::: EXERCISE MATERIAL :::

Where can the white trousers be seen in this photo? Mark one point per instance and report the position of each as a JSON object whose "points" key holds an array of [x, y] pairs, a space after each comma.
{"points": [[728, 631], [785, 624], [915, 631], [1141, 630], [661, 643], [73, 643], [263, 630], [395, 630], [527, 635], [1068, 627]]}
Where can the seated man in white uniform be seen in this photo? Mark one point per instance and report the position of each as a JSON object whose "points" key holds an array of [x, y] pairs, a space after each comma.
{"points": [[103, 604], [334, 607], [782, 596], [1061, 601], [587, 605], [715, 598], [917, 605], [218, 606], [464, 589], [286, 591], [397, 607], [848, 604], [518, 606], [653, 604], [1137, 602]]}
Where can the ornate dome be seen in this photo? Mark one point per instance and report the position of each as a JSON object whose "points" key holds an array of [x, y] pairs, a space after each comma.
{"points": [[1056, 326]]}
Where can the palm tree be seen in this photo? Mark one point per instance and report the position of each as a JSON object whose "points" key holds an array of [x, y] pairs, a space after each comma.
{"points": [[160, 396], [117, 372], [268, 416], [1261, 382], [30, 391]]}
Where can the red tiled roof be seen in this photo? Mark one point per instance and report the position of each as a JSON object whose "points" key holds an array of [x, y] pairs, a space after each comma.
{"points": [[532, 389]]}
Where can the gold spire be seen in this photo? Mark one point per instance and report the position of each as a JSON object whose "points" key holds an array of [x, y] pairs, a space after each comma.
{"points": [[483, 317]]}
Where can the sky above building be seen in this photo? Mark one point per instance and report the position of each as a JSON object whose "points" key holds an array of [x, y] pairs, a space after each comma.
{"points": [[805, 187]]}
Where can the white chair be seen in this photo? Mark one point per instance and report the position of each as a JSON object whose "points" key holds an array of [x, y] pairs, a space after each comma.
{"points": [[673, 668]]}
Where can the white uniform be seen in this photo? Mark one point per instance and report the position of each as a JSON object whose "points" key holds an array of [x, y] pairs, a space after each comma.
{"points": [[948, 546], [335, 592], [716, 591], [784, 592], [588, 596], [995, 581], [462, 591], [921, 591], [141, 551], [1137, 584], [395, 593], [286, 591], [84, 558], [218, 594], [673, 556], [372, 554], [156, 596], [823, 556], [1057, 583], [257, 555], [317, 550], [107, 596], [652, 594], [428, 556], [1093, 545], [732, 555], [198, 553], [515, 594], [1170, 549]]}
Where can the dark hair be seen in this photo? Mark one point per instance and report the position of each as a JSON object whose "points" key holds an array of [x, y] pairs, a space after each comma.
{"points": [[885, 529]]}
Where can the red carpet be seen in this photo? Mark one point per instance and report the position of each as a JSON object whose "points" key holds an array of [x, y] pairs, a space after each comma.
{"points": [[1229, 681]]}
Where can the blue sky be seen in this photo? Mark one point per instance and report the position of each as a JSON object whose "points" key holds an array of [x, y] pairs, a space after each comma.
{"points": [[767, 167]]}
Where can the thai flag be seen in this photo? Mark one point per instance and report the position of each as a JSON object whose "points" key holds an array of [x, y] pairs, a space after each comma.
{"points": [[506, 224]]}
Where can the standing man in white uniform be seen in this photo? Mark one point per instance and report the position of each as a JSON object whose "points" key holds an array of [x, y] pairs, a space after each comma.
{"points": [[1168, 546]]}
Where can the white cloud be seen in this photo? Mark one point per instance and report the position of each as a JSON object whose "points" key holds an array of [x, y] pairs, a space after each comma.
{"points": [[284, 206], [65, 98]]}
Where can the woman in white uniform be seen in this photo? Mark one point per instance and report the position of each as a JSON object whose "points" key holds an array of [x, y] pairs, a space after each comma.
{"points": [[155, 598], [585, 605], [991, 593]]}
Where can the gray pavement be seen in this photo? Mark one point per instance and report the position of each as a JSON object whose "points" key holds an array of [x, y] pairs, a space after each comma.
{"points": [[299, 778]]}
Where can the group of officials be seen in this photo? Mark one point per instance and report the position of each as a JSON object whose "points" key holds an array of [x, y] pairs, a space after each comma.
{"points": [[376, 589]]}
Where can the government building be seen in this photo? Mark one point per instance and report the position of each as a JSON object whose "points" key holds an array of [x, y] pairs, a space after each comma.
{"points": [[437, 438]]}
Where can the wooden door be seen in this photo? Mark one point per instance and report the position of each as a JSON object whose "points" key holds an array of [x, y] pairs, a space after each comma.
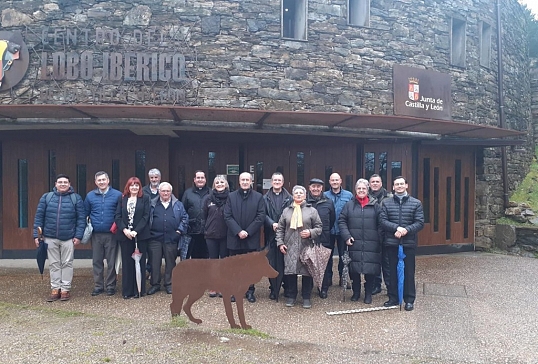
{"points": [[32, 162], [447, 191], [388, 160], [210, 155]]}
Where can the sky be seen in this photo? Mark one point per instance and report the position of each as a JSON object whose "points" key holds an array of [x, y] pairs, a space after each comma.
{"points": [[531, 4]]}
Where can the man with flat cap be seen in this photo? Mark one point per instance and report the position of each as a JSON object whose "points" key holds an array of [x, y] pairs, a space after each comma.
{"points": [[325, 208]]}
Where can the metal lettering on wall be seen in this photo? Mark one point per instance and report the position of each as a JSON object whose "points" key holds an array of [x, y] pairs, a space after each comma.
{"points": [[133, 66], [422, 93]]}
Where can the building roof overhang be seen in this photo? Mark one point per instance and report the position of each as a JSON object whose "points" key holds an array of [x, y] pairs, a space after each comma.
{"points": [[167, 120]]}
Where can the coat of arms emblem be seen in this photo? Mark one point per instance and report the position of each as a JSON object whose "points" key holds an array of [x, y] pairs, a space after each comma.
{"points": [[413, 89]]}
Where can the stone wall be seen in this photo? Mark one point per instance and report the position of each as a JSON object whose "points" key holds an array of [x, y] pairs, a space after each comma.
{"points": [[235, 57]]}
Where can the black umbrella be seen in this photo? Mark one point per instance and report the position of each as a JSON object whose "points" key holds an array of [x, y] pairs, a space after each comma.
{"points": [[276, 260], [41, 252], [345, 272]]}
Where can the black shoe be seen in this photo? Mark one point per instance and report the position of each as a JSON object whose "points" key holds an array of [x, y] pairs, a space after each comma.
{"points": [[97, 291], [250, 297], [376, 290], [409, 306]]}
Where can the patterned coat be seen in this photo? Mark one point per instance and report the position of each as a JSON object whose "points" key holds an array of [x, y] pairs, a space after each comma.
{"points": [[291, 238]]}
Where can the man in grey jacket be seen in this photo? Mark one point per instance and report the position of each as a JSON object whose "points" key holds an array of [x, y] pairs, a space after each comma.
{"points": [[401, 219], [60, 215]]}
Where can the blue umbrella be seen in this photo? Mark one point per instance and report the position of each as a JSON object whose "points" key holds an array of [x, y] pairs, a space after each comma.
{"points": [[400, 268], [41, 252]]}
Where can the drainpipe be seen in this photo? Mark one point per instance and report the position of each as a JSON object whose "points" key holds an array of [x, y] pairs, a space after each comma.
{"points": [[502, 123]]}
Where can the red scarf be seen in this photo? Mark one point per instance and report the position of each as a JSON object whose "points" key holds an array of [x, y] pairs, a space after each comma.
{"points": [[362, 201]]}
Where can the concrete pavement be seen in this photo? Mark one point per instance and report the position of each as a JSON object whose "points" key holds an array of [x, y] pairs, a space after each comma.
{"points": [[470, 308]]}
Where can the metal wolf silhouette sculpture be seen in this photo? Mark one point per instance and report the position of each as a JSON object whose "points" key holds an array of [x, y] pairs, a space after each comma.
{"points": [[9, 52], [230, 276]]}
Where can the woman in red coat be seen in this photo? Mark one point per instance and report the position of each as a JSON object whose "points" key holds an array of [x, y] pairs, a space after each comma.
{"points": [[132, 220]]}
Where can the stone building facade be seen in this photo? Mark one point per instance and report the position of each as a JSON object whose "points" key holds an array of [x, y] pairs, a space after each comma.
{"points": [[234, 54]]}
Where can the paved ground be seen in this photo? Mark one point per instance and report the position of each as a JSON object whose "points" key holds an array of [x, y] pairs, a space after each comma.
{"points": [[470, 308]]}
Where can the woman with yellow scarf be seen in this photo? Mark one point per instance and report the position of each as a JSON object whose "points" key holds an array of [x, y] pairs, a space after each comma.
{"points": [[298, 226]]}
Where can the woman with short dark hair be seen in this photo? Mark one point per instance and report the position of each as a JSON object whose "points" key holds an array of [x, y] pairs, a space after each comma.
{"points": [[132, 220], [215, 228], [297, 228], [359, 227]]}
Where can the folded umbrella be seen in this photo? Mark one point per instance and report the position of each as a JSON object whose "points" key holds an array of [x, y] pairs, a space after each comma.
{"points": [[276, 260], [183, 245], [400, 270], [137, 256], [117, 264], [345, 272], [41, 252], [315, 257]]}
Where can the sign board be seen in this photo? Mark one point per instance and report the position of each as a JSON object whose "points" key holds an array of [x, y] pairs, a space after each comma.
{"points": [[422, 93], [267, 183], [232, 169]]}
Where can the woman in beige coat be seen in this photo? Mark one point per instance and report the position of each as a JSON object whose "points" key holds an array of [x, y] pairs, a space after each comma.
{"points": [[298, 226]]}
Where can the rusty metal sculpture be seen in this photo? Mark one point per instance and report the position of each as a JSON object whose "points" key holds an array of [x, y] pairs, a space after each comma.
{"points": [[231, 276]]}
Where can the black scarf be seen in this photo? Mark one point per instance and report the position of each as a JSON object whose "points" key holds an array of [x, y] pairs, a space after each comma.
{"points": [[219, 198]]}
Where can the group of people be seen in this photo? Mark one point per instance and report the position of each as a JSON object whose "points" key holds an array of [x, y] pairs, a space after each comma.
{"points": [[369, 224]]}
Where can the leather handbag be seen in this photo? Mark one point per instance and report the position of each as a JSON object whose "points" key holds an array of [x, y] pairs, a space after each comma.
{"points": [[114, 228]]}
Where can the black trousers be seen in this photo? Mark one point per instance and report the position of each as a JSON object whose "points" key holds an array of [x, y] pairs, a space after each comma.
{"points": [[198, 247], [369, 280], [128, 271], [328, 276], [385, 270], [340, 244], [217, 248], [409, 274], [232, 252], [291, 286], [158, 250]]}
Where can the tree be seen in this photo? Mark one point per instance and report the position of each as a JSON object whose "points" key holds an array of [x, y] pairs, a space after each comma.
{"points": [[532, 35]]}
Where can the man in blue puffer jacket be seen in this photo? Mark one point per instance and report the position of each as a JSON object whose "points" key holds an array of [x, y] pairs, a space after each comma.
{"points": [[60, 214], [100, 205], [401, 218]]}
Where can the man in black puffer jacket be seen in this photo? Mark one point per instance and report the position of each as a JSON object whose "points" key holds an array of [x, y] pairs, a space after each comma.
{"points": [[401, 218], [326, 212], [192, 200], [60, 214]]}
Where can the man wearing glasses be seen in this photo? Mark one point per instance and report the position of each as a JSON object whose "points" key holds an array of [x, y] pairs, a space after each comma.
{"points": [[401, 219], [168, 221]]}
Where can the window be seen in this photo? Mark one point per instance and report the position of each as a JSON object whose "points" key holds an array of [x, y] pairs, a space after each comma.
{"points": [[457, 43], [485, 44], [294, 19], [81, 180], [22, 189], [300, 168], [358, 12], [140, 164]]}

:::

**WHAT YOU NEED TO DO**
Beginning at the line containing "Where can the man wearing", repeat each line exactly through the last line of the entries, and include no other lines.

**COMPLETE ANSWER**
Where can the man wearing glasses be seen in this photo? Mark one point per instance and report the position of each as a JSON object whose "points" key holds an array of [x, y] pairs, a space after each comma.
{"points": [[401, 219], [168, 221]]}
Where can the window be seen in this photo? Mark one point per instance and report the position of each as a JSON object whose "points" key holds an array of [x, y] pairs, a space after each comma.
{"points": [[457, 43], [485, 44], [294, 19], [81, 180], [22, 189], [300, 168], [358, 12], [140, 164]]}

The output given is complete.